• **Dataset entries**
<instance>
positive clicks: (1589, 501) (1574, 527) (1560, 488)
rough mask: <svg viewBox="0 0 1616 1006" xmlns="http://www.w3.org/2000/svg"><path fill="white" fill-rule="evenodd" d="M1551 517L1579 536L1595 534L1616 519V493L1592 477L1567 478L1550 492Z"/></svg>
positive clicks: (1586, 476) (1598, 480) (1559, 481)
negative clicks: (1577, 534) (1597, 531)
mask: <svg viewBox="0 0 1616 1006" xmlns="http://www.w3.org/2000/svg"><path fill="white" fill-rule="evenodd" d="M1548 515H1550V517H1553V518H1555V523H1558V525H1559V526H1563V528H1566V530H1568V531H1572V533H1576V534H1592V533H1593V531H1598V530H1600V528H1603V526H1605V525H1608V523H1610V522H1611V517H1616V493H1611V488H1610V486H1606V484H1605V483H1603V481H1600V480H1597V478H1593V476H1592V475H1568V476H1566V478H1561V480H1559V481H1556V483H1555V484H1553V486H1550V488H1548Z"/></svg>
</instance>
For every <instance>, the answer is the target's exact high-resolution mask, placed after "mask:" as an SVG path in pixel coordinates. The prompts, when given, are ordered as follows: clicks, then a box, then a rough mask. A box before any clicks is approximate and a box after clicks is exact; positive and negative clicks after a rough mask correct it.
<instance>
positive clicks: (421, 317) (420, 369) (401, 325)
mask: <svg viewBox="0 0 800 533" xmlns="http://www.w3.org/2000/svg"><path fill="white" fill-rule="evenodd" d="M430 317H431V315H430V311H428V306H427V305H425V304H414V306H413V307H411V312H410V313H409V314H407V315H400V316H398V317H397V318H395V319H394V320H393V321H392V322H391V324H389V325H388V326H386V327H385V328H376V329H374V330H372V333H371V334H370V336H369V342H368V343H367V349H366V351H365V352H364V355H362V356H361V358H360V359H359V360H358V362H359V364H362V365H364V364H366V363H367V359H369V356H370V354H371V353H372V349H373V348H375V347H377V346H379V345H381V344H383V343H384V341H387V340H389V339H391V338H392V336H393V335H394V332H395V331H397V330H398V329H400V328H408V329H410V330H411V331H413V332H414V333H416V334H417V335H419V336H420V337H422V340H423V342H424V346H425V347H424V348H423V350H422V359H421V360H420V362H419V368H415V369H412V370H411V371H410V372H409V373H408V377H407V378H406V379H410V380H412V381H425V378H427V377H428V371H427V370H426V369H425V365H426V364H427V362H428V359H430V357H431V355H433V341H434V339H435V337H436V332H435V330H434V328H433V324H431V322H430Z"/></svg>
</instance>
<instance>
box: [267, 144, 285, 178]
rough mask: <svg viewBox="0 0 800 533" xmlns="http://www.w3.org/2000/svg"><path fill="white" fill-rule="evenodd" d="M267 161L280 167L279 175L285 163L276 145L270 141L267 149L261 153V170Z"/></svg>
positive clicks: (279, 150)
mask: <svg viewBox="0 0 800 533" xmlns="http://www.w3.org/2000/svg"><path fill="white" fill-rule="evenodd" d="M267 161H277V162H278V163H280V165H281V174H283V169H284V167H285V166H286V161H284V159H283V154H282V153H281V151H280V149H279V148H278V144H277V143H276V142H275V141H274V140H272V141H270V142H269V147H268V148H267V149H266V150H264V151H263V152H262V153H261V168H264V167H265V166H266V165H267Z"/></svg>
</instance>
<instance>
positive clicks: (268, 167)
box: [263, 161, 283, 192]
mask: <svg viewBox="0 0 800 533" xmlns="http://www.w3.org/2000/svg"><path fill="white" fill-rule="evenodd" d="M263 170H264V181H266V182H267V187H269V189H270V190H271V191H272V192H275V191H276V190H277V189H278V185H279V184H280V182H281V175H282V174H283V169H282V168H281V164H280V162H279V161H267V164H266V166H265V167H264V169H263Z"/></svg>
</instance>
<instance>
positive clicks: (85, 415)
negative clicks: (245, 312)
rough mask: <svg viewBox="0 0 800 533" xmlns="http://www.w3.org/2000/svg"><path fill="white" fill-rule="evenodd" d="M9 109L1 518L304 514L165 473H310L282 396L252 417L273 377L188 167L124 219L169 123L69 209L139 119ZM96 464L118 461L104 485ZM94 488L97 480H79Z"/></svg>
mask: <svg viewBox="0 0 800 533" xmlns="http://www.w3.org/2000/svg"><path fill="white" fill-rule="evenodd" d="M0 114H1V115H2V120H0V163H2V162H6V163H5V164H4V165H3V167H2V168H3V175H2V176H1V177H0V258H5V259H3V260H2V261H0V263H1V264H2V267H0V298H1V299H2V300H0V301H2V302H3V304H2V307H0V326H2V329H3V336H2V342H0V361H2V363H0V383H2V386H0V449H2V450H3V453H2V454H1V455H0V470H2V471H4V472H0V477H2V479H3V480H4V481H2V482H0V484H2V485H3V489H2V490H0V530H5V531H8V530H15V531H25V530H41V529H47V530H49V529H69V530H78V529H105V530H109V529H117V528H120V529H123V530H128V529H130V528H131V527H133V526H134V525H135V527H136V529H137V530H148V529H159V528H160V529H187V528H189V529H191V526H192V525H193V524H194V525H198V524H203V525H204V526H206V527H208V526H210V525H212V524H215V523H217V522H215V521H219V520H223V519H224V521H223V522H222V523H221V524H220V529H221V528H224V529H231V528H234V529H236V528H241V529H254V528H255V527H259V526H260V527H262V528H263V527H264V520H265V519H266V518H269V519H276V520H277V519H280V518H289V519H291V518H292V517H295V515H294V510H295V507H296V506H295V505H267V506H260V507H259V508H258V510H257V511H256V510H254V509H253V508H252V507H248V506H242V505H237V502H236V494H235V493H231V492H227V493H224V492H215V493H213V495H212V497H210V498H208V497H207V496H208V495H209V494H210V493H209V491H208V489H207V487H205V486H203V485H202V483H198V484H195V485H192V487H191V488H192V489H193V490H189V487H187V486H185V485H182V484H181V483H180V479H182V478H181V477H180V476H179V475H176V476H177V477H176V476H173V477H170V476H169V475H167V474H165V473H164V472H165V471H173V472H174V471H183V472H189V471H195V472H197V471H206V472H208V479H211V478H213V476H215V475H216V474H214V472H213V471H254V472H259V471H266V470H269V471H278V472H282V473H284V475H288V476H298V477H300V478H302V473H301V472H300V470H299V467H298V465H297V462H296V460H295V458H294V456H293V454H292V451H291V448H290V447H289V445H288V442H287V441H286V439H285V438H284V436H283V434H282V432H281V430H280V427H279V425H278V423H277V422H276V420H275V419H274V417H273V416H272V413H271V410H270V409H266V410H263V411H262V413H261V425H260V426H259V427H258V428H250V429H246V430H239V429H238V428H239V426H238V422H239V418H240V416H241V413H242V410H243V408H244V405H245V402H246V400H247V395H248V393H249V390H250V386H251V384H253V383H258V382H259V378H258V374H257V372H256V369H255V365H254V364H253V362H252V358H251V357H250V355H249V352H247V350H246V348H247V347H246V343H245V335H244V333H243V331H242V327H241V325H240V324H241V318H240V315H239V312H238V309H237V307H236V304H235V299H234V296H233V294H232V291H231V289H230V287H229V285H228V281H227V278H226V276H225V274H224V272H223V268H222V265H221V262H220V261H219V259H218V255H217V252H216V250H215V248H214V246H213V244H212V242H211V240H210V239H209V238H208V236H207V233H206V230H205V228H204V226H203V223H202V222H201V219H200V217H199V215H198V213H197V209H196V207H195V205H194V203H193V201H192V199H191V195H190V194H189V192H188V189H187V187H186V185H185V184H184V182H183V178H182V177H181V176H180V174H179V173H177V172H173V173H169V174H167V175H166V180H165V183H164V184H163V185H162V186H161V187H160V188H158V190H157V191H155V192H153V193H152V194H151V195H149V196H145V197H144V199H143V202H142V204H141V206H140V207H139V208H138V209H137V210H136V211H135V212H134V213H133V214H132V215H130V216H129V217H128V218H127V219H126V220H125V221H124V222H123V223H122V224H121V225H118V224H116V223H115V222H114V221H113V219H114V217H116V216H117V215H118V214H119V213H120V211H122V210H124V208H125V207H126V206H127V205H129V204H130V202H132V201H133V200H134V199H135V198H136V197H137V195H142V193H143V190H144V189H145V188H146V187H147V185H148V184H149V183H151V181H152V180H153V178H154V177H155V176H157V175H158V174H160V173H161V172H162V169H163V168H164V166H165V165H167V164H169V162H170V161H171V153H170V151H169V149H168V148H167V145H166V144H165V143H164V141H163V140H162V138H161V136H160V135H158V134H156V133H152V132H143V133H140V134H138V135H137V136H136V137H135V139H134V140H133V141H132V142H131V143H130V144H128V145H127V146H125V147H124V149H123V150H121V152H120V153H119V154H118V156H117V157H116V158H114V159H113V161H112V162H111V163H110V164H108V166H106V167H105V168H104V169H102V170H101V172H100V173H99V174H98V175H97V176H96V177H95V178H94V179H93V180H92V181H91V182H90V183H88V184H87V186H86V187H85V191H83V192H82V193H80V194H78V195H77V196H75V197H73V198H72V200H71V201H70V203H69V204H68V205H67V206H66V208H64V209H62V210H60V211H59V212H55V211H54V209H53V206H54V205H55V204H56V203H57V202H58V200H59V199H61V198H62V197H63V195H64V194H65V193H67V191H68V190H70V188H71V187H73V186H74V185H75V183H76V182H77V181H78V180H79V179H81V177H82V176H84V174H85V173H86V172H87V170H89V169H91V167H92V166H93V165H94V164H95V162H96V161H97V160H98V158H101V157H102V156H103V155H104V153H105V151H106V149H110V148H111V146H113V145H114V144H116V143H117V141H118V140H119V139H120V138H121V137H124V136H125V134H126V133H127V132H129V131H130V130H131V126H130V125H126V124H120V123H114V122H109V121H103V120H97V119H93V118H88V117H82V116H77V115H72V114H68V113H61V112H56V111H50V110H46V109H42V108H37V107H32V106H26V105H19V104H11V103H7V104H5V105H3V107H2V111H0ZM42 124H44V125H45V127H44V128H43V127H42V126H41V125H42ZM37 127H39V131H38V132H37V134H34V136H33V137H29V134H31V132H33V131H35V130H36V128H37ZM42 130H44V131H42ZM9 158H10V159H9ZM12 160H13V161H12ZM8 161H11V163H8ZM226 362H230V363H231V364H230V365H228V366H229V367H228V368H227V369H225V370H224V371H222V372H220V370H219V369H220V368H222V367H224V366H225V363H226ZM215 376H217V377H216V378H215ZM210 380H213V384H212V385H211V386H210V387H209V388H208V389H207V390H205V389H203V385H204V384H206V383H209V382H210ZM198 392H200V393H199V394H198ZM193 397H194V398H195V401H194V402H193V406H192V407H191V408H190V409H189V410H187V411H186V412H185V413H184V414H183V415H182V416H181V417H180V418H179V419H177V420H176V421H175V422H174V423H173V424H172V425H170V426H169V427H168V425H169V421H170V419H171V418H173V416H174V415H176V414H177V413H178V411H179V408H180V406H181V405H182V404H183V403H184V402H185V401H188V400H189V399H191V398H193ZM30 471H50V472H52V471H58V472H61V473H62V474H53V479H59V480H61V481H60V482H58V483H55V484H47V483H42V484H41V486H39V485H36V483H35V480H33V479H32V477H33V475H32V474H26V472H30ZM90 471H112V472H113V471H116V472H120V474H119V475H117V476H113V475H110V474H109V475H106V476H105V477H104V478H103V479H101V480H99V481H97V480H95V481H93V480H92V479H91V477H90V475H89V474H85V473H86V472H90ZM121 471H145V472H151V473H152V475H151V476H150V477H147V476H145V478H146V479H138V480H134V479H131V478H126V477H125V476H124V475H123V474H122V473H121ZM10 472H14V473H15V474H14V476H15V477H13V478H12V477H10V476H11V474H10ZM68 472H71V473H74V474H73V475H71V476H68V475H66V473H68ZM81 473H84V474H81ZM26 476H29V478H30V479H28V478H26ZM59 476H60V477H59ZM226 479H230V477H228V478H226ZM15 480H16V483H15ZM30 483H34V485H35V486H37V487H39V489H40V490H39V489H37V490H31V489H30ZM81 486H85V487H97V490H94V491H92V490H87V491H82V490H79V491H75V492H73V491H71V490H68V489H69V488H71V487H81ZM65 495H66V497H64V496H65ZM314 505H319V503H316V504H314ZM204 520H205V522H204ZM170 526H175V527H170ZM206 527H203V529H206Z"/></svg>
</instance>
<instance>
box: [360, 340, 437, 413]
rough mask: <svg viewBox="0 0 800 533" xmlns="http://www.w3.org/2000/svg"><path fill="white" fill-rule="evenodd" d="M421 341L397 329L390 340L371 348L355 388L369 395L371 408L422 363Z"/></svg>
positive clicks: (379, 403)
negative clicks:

• **Problem to work on**
Set out exactly the lines from the one bearing "341L397 329L390 340L371" through the end of the data, including both ends and omitting all others.

• **Written answer**
rough mask: <svg viewBox="0 0 800 533" xmlns="http://www.w3.org/2000/svg"><path fill="white" fill-rule="evenodd" d="M421 341L397 329L390 340L371 348L355 388L369 395L371 408L422 363Z"/></svg>
positive clicks: (379, 403)
negative clicks:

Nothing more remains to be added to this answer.